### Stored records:
┏━━

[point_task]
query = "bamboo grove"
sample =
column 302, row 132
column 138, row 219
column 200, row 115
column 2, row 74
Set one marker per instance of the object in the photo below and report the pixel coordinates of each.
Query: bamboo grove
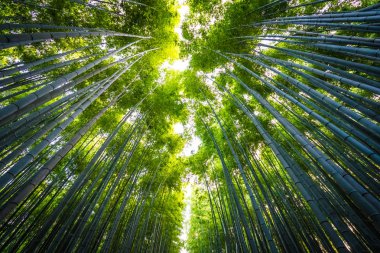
column 284, row 96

┗━━

Could you print all of the entries above exactly as written, minus the pictures?

### Answer to the problem:
[point_task]
query = "bamboo grove"
sample =
column 302, row 132
column 138, row 219
column 200, row 115
column 2, row 74
Set one marker per instance of the object in the photo below and report the pixel coordinates of each.
Query: bamboo grove
column 284, row 96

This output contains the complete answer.